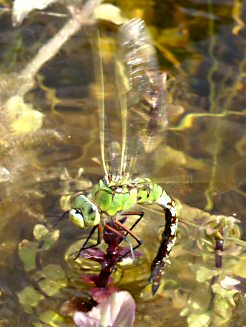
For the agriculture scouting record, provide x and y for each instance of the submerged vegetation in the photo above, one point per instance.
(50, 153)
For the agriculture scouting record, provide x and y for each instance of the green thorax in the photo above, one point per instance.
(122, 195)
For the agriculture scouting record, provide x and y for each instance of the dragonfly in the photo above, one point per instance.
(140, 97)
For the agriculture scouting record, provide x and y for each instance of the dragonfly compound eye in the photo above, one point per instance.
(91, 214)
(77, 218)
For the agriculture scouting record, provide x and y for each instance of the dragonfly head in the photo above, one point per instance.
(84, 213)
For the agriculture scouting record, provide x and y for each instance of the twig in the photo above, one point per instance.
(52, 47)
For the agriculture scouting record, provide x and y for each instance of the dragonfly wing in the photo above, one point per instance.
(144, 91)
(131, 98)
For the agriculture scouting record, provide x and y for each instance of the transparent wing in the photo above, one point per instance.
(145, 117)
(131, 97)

* * *

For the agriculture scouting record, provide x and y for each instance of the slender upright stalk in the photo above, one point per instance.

...

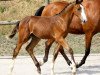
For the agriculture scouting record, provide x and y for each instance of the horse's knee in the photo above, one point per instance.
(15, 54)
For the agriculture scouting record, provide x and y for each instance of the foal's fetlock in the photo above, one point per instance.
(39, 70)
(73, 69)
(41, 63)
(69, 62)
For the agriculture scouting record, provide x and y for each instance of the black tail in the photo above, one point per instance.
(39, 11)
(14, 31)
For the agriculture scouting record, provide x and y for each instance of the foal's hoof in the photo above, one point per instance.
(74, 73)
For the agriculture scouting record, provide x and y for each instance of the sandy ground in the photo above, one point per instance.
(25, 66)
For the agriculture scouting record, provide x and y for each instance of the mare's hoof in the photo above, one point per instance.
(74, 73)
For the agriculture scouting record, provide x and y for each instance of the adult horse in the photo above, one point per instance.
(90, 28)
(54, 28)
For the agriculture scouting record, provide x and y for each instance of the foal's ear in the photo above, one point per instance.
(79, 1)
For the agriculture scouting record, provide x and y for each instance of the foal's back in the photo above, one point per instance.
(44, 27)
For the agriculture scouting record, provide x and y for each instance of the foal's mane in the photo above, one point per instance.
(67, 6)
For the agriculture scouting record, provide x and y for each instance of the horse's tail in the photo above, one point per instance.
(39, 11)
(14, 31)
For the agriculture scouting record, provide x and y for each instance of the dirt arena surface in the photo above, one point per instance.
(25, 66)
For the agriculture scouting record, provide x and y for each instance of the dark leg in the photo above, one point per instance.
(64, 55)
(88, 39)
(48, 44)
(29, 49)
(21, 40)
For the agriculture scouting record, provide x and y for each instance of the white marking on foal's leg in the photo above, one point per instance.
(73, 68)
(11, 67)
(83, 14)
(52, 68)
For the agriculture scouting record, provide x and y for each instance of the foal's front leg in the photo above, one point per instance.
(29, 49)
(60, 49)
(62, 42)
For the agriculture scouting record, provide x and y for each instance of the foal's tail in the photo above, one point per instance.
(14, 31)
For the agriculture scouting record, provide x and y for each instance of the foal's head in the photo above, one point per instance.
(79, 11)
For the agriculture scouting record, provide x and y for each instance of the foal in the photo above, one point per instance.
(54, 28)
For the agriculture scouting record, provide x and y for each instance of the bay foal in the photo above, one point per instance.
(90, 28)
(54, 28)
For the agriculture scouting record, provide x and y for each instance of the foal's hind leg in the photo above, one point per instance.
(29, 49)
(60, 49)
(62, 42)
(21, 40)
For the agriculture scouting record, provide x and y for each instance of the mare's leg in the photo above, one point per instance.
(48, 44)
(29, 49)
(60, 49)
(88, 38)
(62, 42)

**WORK TO BE COMPLETED:** Extract from the records every line that contains the string "hoof", with case counting.

**SOLUTION TO THIS TASK:**
For the agriculture scouting record, provide x and y for each instance of the foal's hoof in the photo above, one point per instance.
For the agriculture scouting record, provide x and y for each instance of the mare's hoof in the photo above, one point per instance.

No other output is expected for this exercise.